_THE PROBLEM:_ Work out how many lines in the material below hold the word "yellow". Write only the number.

_EXERCISE INPUTS:_
═══

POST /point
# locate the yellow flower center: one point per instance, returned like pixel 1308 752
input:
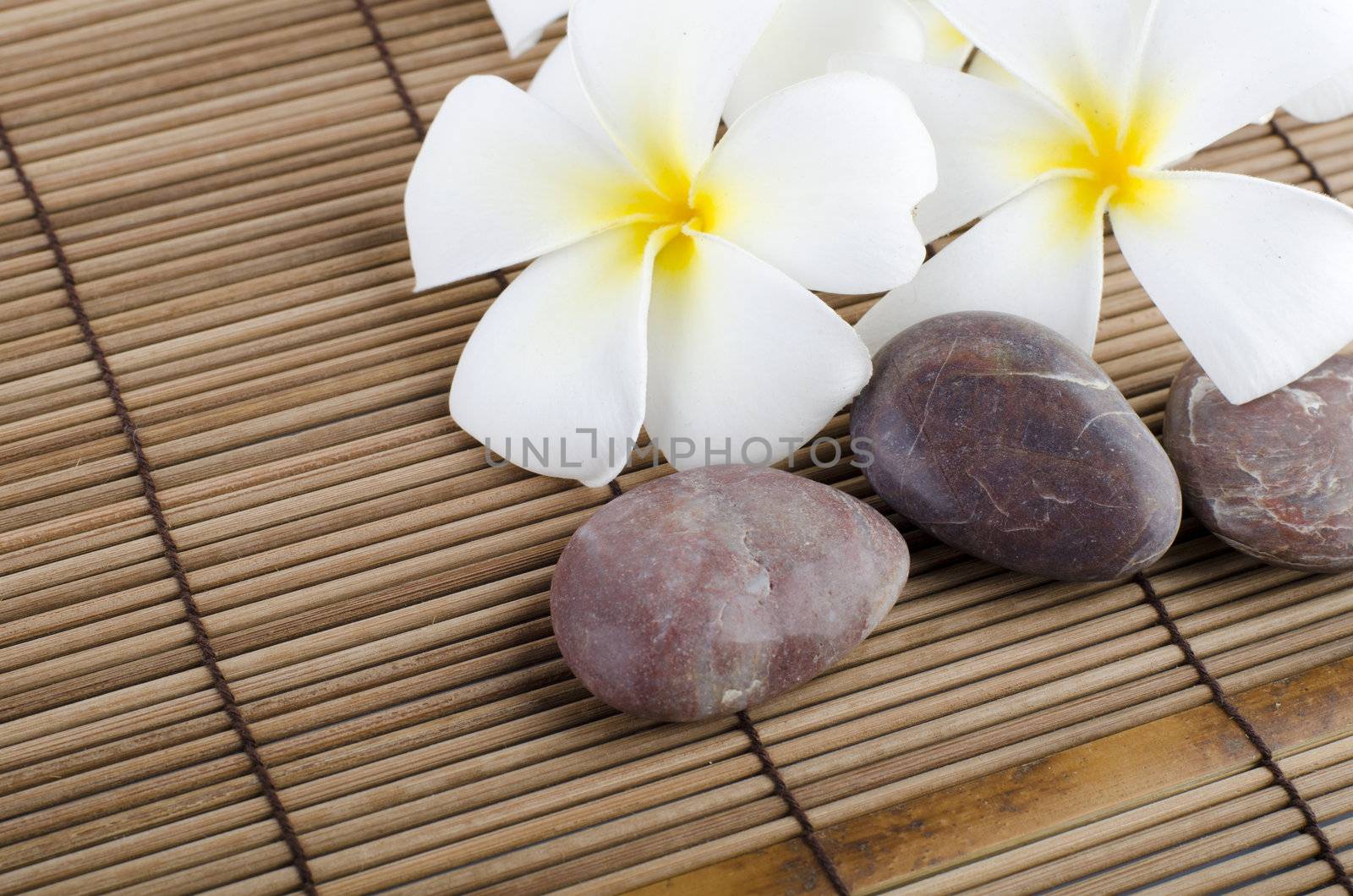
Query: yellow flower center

═══

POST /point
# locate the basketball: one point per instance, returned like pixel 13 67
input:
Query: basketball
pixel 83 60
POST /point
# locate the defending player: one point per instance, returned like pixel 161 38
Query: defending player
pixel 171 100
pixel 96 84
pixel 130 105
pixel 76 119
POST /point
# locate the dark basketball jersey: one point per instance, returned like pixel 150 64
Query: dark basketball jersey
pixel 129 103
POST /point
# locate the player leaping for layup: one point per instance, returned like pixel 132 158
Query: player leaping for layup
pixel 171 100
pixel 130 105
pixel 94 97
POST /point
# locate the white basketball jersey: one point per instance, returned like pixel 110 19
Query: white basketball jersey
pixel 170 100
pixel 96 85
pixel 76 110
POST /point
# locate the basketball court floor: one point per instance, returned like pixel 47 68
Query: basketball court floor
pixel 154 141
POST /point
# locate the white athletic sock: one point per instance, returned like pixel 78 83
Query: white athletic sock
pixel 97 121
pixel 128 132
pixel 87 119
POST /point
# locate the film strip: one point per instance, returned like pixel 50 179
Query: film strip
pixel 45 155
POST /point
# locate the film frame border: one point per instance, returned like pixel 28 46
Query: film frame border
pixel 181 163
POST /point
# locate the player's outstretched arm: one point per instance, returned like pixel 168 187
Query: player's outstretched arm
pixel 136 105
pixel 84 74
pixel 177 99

═══

_WRITTEN REPLY:_ 2